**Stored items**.
□ □ □ □ □

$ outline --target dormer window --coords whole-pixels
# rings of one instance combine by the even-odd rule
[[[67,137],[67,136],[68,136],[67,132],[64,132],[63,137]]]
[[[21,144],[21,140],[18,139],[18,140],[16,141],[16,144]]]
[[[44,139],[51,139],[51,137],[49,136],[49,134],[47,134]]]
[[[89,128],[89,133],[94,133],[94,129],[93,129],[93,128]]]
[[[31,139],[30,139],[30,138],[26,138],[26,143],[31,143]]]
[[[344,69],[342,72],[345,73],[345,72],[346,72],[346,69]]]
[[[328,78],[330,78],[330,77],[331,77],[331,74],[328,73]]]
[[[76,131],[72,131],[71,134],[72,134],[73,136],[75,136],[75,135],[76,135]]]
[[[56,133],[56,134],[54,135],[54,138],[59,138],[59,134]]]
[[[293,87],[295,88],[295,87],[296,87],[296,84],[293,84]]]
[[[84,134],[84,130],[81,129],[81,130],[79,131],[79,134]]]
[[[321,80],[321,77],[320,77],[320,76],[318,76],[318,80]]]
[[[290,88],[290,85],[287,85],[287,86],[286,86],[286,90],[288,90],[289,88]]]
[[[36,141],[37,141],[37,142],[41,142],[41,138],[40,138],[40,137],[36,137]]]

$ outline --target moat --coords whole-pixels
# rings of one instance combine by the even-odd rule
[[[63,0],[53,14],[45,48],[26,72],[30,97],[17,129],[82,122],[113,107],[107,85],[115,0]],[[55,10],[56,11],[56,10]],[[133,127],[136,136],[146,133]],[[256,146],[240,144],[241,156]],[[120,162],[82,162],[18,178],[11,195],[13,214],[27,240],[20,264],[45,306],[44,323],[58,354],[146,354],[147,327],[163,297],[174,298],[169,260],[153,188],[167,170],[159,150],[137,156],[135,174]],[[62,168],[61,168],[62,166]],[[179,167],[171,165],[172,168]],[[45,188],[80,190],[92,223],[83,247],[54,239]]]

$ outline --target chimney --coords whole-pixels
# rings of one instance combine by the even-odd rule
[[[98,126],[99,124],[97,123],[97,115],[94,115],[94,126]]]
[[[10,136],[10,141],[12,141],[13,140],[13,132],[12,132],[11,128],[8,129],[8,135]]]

□ □ □ □ □

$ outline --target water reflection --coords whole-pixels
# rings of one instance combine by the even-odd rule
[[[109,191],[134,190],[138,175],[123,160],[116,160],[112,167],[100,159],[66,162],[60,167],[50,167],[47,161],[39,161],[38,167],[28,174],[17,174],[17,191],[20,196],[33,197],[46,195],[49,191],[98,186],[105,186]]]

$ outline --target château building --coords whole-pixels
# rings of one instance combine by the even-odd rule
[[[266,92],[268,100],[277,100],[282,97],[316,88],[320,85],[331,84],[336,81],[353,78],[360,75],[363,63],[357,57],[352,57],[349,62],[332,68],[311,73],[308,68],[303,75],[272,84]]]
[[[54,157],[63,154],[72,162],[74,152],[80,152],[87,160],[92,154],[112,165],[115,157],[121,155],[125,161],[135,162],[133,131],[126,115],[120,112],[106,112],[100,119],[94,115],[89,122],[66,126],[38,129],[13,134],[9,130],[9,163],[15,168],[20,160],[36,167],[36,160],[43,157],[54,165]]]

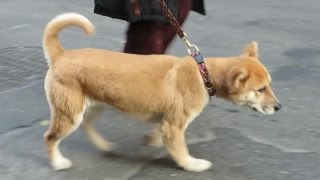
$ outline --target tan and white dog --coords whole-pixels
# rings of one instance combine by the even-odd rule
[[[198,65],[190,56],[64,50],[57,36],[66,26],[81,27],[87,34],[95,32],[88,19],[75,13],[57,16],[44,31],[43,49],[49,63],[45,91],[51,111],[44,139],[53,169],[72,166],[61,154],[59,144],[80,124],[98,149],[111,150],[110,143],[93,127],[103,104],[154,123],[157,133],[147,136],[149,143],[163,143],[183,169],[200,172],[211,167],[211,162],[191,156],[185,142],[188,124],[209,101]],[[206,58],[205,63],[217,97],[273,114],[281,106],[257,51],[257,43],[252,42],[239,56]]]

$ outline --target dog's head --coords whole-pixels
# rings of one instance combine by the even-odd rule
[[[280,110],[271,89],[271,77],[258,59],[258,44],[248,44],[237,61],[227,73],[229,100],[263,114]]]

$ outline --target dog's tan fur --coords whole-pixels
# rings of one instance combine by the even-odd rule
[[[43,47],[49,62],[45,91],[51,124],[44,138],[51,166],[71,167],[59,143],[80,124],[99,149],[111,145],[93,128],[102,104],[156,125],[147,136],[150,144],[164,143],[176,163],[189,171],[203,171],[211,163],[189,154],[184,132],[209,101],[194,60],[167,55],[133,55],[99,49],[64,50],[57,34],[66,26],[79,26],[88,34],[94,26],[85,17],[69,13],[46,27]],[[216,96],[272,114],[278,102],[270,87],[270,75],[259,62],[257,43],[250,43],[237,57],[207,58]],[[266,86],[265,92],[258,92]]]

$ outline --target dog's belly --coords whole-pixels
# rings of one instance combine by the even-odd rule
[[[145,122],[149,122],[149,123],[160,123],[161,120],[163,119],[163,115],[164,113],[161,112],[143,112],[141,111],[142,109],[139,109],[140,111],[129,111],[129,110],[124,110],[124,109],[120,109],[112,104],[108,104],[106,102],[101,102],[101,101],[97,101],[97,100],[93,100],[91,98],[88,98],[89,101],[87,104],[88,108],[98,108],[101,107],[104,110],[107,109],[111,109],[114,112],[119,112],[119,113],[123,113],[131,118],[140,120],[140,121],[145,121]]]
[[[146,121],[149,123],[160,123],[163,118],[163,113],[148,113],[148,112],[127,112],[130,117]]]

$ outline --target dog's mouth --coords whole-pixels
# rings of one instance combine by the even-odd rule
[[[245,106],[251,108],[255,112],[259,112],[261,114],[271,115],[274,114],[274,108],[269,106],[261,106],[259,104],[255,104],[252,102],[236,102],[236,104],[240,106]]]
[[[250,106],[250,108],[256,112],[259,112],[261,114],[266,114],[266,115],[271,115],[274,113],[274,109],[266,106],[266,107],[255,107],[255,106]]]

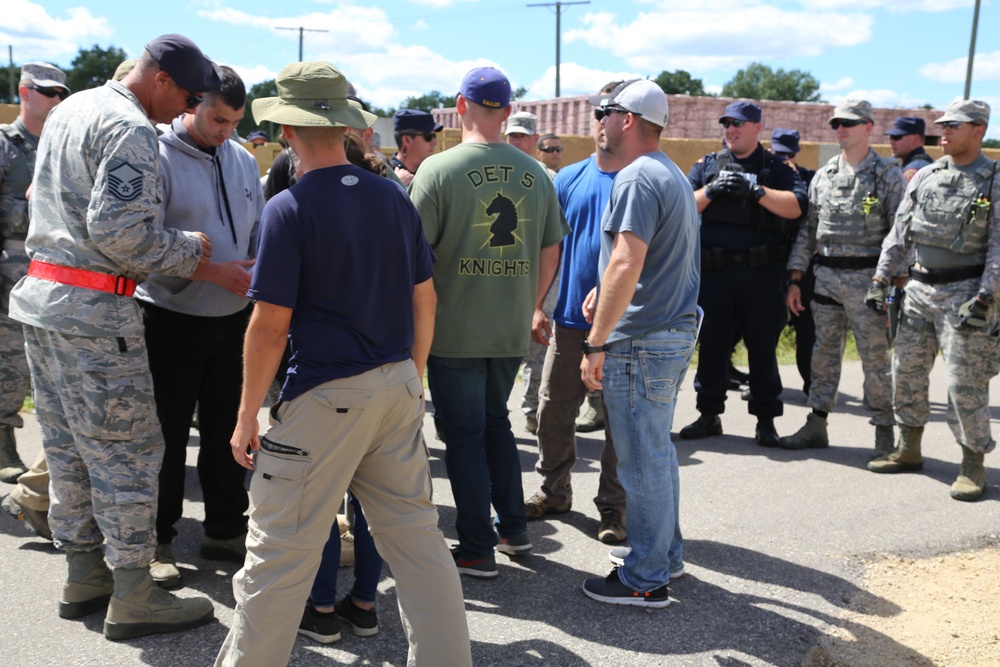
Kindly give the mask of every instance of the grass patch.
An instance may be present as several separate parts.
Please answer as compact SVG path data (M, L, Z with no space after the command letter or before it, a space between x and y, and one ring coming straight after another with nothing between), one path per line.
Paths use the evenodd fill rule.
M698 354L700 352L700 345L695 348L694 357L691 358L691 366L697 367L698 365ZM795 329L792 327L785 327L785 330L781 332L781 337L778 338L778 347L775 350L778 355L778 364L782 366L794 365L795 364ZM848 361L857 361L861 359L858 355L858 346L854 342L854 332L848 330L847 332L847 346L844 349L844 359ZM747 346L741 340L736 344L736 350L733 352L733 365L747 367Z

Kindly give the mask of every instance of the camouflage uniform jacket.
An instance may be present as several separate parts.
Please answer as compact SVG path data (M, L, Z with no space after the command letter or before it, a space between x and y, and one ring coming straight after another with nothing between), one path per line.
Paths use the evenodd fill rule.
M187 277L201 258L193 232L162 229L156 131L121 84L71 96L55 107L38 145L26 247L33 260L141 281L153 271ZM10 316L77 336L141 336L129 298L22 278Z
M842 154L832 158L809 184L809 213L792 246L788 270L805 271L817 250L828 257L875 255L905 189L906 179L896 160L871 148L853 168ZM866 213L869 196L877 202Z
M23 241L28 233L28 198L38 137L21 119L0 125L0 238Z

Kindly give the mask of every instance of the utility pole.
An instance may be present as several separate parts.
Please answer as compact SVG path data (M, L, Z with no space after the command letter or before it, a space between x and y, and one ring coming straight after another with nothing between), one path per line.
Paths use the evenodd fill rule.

□ □ □ □ □

There is a run of lines above from the one with "belly --coords whole-pixels" to the one with "mouth --coords whole-pixels"; print exactly that run, both ends included, and nothing else.

**Answer to the problem**.
$ outline --target dog's belly --coords whole-pixels
# rings of one instance combine by the even-odd rule
[[[145,122],[149,122],[149,123],[160,123],[161,120],[163,119],[163,115],[164,113],[161,112],[143,112],[141,111],[142,109],[139,109],[140,111],[129,111],[129,110],[124,110],[124,109],[120,109],[112,104],[108,104],[106,102],[101,102],[101,101],[97,101],[97,100],[93,100],[91,98],[88,98],[89,101],[87,104],[88,108],[98,108],[101,107],[104,110],[107,109],[111,109],[114,112],[119,112],[119,113],[123,113],[131,118],[140,120],[140,121],[145,121]]]
[[[146,121],[149,123],[160,123],[163,118],[163,113],[148,113],[148,112],[127,112],[130,117]]]

$ outline --target dog's mouth --coords whole-pixels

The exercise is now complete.